> [Given passage]:

Zojo-ji Temple & Shiba Park, Tokyo
If you are coming from Tokyo Tower, and walk to the Zojoji Temple, you'll pass the cemetery. This quite impressive graveyard, completely different of what I saw. The most interest me that each grave has those sticks with print in it. It seems that common for Buddhist graveyard, this cemetery is pretty small but is the nicest place I saw. It wasn't pretty big and is nice to walk around. I've never seen so a clean graveyard as this
The graves are made from marble if I'm not wrong. As I've read about it, in Japan almost everyone cremated. The urn is sometimes after a while buried in a Buddhist cemetery. According to a recent statement from a Japanese funeral home is less than 1% of the deceased buried. This is mainly because there are no room to be found to bury someone
The park around the temple well worth to explore, here you'll find Jizo Statues - These statues represent the unborn children of Japan including but not limited to miscarried and stillborn. Parents can choose a statue in the garden and decorate it with clothing and toys. Jizo, the guardian of unborn children ensures that they are brought to the afterlife. Statues are colourful and sad at the same time.

> [Exercise task 1]:
Repeat the records from the line containing "Phrase: black-draped table" through the end of the records, including both of those lines.

> [Collection entries]:
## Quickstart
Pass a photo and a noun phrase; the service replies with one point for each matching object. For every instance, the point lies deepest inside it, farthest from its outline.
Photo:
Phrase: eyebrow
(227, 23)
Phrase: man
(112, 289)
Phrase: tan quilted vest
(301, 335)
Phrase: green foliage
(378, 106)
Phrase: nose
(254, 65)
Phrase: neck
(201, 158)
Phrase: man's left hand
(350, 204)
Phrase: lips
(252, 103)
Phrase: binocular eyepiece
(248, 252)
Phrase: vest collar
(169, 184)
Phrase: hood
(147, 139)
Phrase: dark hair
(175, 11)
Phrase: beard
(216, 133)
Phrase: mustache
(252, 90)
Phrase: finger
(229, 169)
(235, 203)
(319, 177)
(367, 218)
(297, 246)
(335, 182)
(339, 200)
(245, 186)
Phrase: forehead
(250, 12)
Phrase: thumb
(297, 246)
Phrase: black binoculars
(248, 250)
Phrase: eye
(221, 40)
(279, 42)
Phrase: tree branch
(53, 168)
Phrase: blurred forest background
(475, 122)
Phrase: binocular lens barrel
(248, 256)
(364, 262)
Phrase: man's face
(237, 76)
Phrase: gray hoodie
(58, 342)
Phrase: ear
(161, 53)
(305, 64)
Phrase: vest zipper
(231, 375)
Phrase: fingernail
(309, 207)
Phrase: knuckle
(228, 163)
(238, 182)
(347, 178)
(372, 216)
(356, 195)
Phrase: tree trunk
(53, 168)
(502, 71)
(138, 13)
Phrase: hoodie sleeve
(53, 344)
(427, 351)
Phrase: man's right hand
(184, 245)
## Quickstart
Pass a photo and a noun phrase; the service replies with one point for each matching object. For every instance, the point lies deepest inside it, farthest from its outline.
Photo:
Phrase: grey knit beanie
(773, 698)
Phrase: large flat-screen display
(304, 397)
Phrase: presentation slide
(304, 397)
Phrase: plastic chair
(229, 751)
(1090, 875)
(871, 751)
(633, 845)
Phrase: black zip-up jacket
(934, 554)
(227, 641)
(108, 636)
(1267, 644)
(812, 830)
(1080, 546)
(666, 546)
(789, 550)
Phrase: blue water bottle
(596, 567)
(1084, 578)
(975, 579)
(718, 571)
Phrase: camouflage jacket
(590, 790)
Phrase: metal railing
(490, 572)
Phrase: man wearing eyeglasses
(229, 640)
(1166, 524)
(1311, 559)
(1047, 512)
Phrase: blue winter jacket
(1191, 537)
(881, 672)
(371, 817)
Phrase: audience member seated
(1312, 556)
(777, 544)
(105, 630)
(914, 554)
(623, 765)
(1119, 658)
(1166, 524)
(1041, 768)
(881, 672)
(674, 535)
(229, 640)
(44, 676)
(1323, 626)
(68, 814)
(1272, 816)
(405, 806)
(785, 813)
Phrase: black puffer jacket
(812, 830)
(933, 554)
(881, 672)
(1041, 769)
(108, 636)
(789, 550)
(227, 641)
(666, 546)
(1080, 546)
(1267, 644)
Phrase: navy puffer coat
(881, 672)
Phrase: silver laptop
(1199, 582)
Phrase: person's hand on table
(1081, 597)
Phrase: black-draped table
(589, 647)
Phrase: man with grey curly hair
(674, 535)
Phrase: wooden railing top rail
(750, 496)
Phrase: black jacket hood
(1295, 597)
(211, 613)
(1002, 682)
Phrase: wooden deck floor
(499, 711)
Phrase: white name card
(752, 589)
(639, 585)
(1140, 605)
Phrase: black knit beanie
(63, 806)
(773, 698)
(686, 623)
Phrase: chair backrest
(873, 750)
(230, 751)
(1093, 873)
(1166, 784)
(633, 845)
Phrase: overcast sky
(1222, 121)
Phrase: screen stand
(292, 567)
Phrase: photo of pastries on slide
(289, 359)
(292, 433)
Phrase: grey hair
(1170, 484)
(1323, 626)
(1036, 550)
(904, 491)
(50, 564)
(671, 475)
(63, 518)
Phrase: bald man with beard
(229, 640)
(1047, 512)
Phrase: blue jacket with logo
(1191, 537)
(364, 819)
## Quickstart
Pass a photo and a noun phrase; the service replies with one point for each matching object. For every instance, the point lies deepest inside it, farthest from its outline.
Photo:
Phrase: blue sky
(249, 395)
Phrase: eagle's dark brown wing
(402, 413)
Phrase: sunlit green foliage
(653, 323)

> [Exercise task 2]:
According to the passage about Zojo-ji Temple and Shiba Park, what do the Jizo statues represent?

> [Written answer 1]:
Phrase: black-draped table
(589, 647)
Phrase: man with grey curly hair
(674, 535)
Phrase: wooden railing top rail
(750, 496)
Phrase: black jacket hood
(1295, 597)
(211, 613)
(1002, 682)
Phrase: wooden deck floor
(499, 711)
Phrase: white name card
(752, 589)
(639, 585)
(1140, 605)
Phrase: black knit beanie
(63, 806)
(773, 698)
(686, 623)
Phrase: chair backrest
(873, 750)
(230, 751)
(1093, 873)
(1166, 784)
(633, 845)
Phrase: overcast sky
(1222, 121)
Phrase: screen stand
(292, 567)
Phrase: photo of pastries on slide
(289, 359)
(292, 433)
Phrase: grey hair
(1170, 484)
(1323, 626)
(1036, 550)
(904, 491)
(50, 564)
(671, 475)
(63, 518)
Phrase: bald man with beard
(229, 640)
(1047, 512)
Phrase: blue jacket with logo
(1191, 537)
(364, 819)
## Quickstart
Pass a photo and a noun phrase; the service replies with one point for each matching object. For every instance, the point lies deepest inside it, farthest from its outline.
Photo:
Phrase: blue sky
(249, 395)
Phrase: eagle's dark brown wing
(402, 413)
Phrase: sunlit green foliage
(653, 323)

> [Written answer 2]:
They represent the unborn children of Japan, including but not limited to miscarried and stillborn children.